**Instruction**
Pick out each line of the rows below that contains the word "mountain" and copy it.

**Supplied records**

--- --- ---

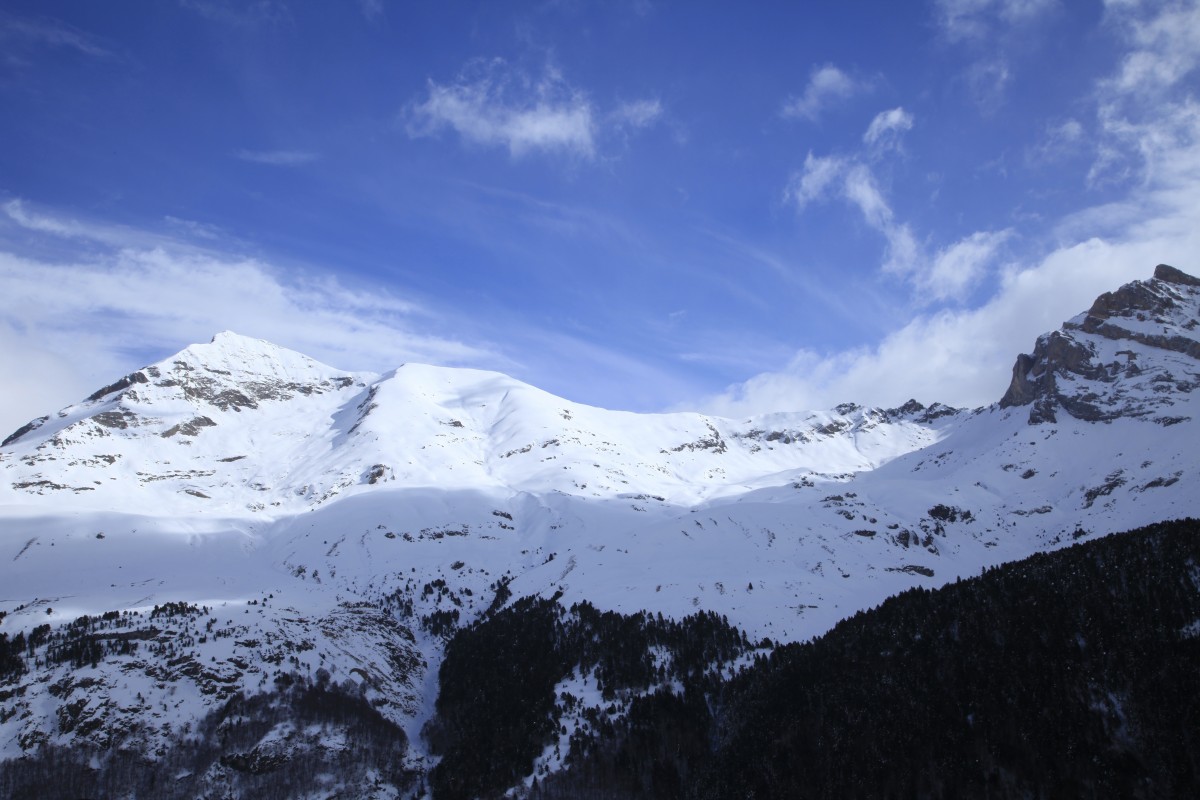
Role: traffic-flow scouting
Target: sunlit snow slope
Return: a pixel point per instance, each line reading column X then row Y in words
column 294, row 500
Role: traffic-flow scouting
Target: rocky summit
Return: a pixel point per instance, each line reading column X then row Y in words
column 239, row 563
column 1131, row 355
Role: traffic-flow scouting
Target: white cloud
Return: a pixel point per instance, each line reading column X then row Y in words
column 886, row 127
column 493, row 106
column 959, row 268
column 1150, row 134
column 813, row 182
column 961, row 358
column 1165, row 46
column 826, row 84
column 637, row 114
column 51, row 32
column 71, row 325
column 976, row 19
column 279, row 157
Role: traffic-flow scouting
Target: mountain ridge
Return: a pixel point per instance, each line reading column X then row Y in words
column 321, row 519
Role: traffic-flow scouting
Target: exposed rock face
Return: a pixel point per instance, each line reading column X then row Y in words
column 1091, row 367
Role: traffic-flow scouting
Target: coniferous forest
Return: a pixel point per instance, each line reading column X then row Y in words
column 1074, row 673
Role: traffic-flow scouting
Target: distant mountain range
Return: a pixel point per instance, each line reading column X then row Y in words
column 239, row 522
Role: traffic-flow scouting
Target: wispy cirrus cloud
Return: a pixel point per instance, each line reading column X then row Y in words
column 279, row 157
column 948, row 274
column 976, row 19
column 491, row 104
column 887, row 126
column 637, row 114
column 827, row 85
column 123, row 298
column 1146, row 138
column 28, row 31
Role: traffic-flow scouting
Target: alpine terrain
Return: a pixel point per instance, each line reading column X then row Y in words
column 240, row 572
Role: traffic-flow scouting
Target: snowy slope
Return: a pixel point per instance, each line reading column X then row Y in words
column 355, row 512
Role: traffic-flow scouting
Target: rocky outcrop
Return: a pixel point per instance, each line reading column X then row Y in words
column 1077, row 371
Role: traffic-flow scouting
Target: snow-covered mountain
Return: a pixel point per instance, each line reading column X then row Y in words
column 299, row 517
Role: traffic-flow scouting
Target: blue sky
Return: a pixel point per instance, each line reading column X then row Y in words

--- --- ---

**Solution for this task**
Target: mountain ridge
Target: distant mountain range
Target: snow-covered mountain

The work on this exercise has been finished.